Task item> Once the pictures are removed, restate the listing word for word.

Information>

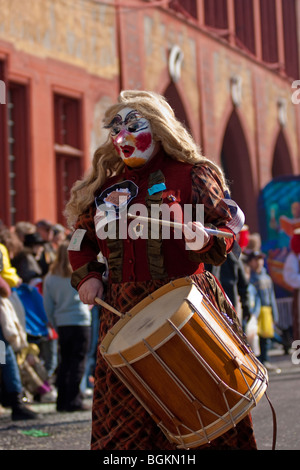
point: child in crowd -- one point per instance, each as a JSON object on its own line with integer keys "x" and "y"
{"x": 263, "y": 290}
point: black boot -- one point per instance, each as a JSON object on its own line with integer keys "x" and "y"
{"x": 19, "y": 410}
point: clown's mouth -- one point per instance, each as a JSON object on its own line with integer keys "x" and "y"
{"x": 127, "y": 150}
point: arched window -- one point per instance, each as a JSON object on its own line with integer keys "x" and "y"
{"x": 244, "y": 24}
{"x": 290, "y": 38}
{"x": 282, "y": 165}
{"x": 215, "y": 12}
{"x": 269, "y": 31}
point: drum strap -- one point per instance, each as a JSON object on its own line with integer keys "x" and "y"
{"x": 274, "y": 422}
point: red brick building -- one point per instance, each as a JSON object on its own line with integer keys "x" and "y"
{"x": 226, "y": 66}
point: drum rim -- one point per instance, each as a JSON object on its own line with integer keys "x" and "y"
{"x": 164, "y": 332}
{"x": 236, "y": 414}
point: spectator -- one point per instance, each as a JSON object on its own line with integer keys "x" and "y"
{"x": 47, "y": 255}
{"x": 291, "y": 274}
{"x": 11, "y": 384}
{"x": 72, "y": 319}
{"x": 263, "y": 284}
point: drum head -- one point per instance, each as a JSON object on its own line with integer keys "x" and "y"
{"x": 149, "y": 319}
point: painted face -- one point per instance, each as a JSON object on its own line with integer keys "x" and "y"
{"x": 132, "y": 137}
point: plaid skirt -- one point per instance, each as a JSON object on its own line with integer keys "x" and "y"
{"x": 119, "y": 422}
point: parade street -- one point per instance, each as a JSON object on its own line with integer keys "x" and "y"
{"x": 71, "y": 431}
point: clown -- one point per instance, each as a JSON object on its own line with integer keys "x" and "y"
{"x": 151, "y": 158}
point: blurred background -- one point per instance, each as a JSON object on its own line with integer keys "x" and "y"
{"x": 227, "y": 68}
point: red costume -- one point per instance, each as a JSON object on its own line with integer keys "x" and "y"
{"x": 139, "y": 267}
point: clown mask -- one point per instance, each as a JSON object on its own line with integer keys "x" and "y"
{"x": 132, "y": 137}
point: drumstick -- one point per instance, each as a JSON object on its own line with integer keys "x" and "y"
{"x": 168, "y": 223}
{"x": 109, "y": 307}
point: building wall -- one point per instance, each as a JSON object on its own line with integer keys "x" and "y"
{"x": 237, "y": 107}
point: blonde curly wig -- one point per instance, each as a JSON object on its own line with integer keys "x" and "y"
{"x": 166, "y": 129}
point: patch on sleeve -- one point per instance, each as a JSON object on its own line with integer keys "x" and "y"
{"x": 76, "y": 239}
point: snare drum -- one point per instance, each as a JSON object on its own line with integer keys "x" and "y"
{"x": 181, "y": 359}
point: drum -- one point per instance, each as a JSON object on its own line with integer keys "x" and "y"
{"x": 181, "y": 359}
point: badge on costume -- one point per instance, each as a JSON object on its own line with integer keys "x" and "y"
{"x": 76, "y": 239}
{"x": 112, "y": 202}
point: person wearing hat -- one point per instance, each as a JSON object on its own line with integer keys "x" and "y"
{"x": 291, "y": 275}
{"x": 265, "y": 293}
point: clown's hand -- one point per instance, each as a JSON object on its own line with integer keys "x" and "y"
{"x": 195, "y": 236}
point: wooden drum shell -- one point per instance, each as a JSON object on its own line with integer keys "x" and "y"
{"x": 193, "y": 374}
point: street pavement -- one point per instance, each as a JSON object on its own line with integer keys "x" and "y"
{"x": 71, "y": 431}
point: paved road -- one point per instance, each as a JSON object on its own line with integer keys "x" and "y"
{"x": 71, "y": 431}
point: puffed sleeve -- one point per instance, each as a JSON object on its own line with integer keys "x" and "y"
{"x": 84, "y": 250}
{"x": 207, "y": 190}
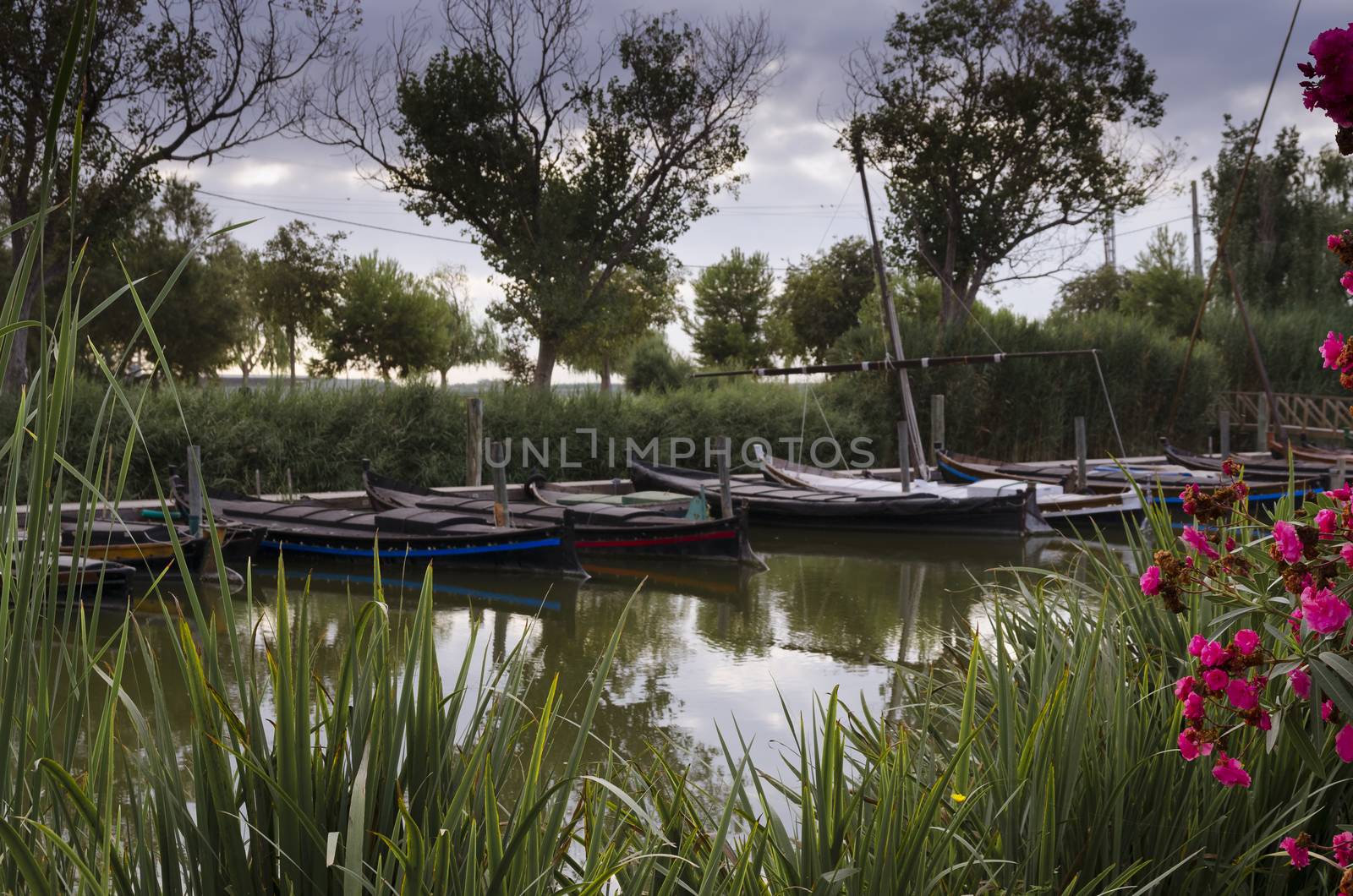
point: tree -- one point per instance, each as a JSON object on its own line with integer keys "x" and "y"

Result of this task>
point: child in crowd -- one point per instance, each as a JSON object on its own line with integer keys "x" and "y"
{"x": 263, "y": 290}
point: black boot -- one point per instance, each as a JSON object on its own line with integer keys "x" and "y"
{"x": 19, "y": 410}
point: clown's mouth -- one point per instance, each as a JSON object on its own line with integer keys "x" and "y"
{"x": 127, "y": 150}
point: arched window -- one point per instance, each as a JSON object on its own line with integer keys "x" and "y"
{"x": 244, "y": 24}
{"x": 290, "y": 38}
{"x": 282, "y": 165}
{"x": 215, "y": 12}
{"x": 269, "y": 31}
point: drum strap -- one point per instance, each as a JSON object on its own line with integer keys "x" and "y"
{"x": 274, "y": 422}
point: red brick building -- one point per instance, each as a JSON object on its own line with integer keys "x" and "y"
{"x": 226, "y": 66}
point: drum rim -- one point per instance, each as a JSON object on its own line with integer keys "x" and "y"
{"x": 164, "y": 332}
{"x": 236, "y": 414}
point: spectator -- one point per instance, each as a JSON object on its own line with integer keys "x" and "y"
{"x": 47, "y": 255}
{"x": 291, "y": 274}
{"x": 11, "y": 384}
{"x": 72, "y": 319}
{"x": 263, "y": 284}
point: drum head -- one point per instance, each as a JSON object on its own line with integer keys "x" and "y"
{"x": 149, "y": 319}
point: painted face -- one point per instance, each as a JSON object on its own line with integer keys "x" and "y"
{"x": 132, "y": 137}
point: plaid skirt -- one point per instance, each as a JSON object on its own line with integer keys "x" and "y"
{"x": 119, "y": 422}
point: parade street -- one point per instance, each as a JSON object on its own line with integer keys "x" and "y"
{"x": 71, "y": 431}
point: clown -- one point per instance, each as a JSON object on its own line with integer keys "x" and "y"
{"x": 151, "y": 158}
point: blurred background -- one point per instance, each as a JSON object on its own line with integer keys "x" and "y"
{"x": 227, "y": 68}
point: red costume -- one point per instance, each as a JSON object on its own line with integer keys "x" and "y"
{"x": 139, "y": 267}
point: clown mask -- one point per instance, each as a JSON object on its own line with integer keys "x" and "y"
{"x": 132, "y": 137}
point: drumstick -- one point per instance, each as a JSON object on its own line with integer keys "x" and "y"
{"x": 168, "y": 223}
{"x": 109, "y": 307}
point: building wall -- one point per instance, each as a JSON object on its own line with integer keys "x" and "y"
{"x": 237, "y": 107}
point: blonde curly wig -- one point per instance, each as a JSON object on its own line with integer keys "x" and "y"
{"x": 166, "y": 129}
point: patch on sleeve -- one point per instance, each as a JSON object on its own line with integer keys "x" and "y"
{"x": 76, "y": 239}
point: snare drum -- one point per instance, each as a JSON object on its own line with integer keys "x" and "y"
{"x": 181, "y": 359}
point: drum -- one point per instance, each as a JSON object on its own line with integer keys "x" and "y"
{"x": 181, "y": 359}
point: badge on costume -- one point per instance, each as a JSON object on its own line with integer keys "x" and "y"
{"x": 76, "y": 239}
{"x": 112, "y": 202}
point: person wearing hat -- one point per instance, each as a JSON object on its own line with integer keys "x" and "y"
{"x": 291, "y": 275}
{"x": 265, "y": 293}
point: clown's hand -- one point per instance, each as a JSON object on its own line with integer keys "x" and "y"
{"x": 195, "y": 236}
point: wooden drum shell -- one point per instance, each as a JSON object on its own line with integer keys "x" and "y"
{"x": 193, "y": 374}
point: street pavement -- one point per instance, each as a JSON object on its own line with integer keys "x" and "y"
{"x": 71, "y": 431}
point: paved road -- one point per instance, each as a JSON object on its own line with integer keys "x" and "y"
{"x": 71, "y": 431}
point: puffed sleeve -- one point per instance, each as a JSON object on its own line with integer keys "x" and "y"
{"x": 84, "y": 250}
{"x": 207, "y": 190}
point: tree -- one point per instance, each as a JSON object on its own line with integer keys "x" and "y"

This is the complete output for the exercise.